Scan the records below and say how many lines include the word "pile", giving no other text.

> DATA IN THIS EXERCISE:
┌──

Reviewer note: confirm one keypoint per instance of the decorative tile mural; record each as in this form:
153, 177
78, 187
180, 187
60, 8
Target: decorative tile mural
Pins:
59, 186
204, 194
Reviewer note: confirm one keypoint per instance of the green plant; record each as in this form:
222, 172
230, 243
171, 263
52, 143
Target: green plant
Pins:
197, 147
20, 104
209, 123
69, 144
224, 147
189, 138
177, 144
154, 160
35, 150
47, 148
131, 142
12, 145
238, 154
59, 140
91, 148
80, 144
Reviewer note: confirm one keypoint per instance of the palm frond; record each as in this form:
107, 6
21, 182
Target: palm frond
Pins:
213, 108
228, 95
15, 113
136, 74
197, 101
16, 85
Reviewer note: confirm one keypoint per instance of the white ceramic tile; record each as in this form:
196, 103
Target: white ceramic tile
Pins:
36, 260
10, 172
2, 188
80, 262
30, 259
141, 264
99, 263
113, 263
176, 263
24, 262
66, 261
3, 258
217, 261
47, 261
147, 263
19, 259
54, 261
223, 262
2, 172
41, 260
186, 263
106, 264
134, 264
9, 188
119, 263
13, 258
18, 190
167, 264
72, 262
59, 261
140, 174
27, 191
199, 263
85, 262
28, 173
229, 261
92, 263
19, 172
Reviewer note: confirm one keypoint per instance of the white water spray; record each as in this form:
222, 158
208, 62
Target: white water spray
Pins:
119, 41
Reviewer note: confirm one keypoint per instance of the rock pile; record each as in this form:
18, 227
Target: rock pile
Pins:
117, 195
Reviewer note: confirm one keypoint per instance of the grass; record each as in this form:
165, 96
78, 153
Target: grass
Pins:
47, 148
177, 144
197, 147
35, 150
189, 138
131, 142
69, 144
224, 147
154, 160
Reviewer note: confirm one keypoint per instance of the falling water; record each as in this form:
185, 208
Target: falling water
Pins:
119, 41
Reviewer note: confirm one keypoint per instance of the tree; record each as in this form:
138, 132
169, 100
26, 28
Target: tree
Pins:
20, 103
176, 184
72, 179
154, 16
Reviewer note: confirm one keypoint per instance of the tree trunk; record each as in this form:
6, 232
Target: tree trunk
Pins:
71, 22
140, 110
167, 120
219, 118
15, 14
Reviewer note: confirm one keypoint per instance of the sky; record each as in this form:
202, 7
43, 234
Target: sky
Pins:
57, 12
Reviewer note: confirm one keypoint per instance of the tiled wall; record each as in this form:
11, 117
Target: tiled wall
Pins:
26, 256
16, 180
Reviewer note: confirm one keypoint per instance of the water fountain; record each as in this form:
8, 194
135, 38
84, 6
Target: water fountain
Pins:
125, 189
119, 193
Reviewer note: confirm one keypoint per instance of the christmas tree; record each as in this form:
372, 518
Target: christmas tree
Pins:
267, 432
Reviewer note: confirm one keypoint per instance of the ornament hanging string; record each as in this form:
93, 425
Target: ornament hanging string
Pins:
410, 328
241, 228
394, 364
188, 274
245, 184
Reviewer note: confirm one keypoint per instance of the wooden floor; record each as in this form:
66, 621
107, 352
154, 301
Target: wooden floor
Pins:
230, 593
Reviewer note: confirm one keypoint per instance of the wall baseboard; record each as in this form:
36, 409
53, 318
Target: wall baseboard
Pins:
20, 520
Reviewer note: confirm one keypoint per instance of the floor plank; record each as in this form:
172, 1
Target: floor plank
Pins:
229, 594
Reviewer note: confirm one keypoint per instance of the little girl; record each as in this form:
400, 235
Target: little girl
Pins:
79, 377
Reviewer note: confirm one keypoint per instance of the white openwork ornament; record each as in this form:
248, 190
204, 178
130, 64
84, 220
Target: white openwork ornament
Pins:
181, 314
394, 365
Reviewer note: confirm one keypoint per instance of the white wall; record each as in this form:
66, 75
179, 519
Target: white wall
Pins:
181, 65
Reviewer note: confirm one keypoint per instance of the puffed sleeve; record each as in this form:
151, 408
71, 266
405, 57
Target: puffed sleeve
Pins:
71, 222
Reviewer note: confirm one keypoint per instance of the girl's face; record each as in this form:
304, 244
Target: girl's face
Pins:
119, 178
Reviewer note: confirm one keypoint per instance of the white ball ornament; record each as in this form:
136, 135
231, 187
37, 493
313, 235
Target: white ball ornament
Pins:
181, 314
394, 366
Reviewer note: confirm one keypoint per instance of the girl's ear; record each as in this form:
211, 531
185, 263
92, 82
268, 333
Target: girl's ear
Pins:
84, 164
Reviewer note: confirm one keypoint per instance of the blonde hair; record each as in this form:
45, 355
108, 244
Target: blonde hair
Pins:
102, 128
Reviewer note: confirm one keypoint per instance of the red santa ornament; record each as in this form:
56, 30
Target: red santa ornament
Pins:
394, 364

└──
┌──

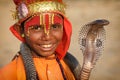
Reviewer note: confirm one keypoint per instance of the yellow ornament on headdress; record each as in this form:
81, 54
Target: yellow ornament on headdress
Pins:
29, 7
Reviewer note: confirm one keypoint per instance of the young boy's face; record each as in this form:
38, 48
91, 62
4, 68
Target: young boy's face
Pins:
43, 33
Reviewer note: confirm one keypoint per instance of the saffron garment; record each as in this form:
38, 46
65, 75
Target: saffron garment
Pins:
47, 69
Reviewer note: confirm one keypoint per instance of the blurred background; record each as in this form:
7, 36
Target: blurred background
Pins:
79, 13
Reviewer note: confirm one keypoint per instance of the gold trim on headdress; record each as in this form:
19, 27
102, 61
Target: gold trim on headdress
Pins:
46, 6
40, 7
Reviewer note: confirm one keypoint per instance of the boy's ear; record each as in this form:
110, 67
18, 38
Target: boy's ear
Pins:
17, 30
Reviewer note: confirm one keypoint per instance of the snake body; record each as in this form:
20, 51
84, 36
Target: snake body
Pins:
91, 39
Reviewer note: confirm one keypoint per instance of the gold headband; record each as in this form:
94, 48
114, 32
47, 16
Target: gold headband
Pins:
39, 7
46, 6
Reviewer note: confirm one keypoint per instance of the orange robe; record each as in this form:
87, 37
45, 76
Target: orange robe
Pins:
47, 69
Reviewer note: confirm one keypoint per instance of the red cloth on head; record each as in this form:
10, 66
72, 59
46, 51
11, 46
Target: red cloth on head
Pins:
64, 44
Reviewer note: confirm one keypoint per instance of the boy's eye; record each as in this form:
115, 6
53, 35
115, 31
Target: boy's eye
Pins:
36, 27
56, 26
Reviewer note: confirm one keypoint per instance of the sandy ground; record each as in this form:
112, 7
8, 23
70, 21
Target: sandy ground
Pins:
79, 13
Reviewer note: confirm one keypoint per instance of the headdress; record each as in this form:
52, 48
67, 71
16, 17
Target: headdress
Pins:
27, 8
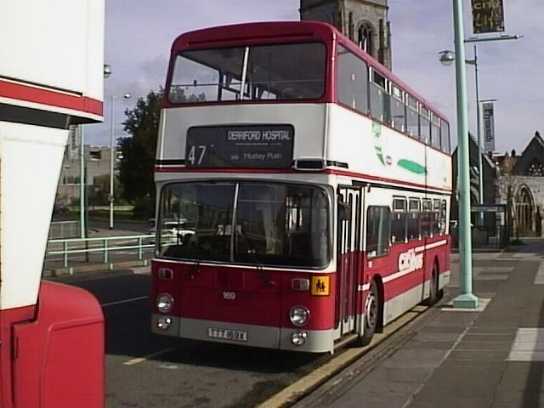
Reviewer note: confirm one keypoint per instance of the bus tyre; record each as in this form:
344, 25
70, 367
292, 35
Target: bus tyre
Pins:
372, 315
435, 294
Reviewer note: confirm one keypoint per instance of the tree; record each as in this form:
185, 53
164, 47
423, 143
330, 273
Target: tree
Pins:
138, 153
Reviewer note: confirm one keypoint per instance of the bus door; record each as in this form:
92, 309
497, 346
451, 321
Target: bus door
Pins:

└──

> SOLUTION TO THIS EXERCISE:
2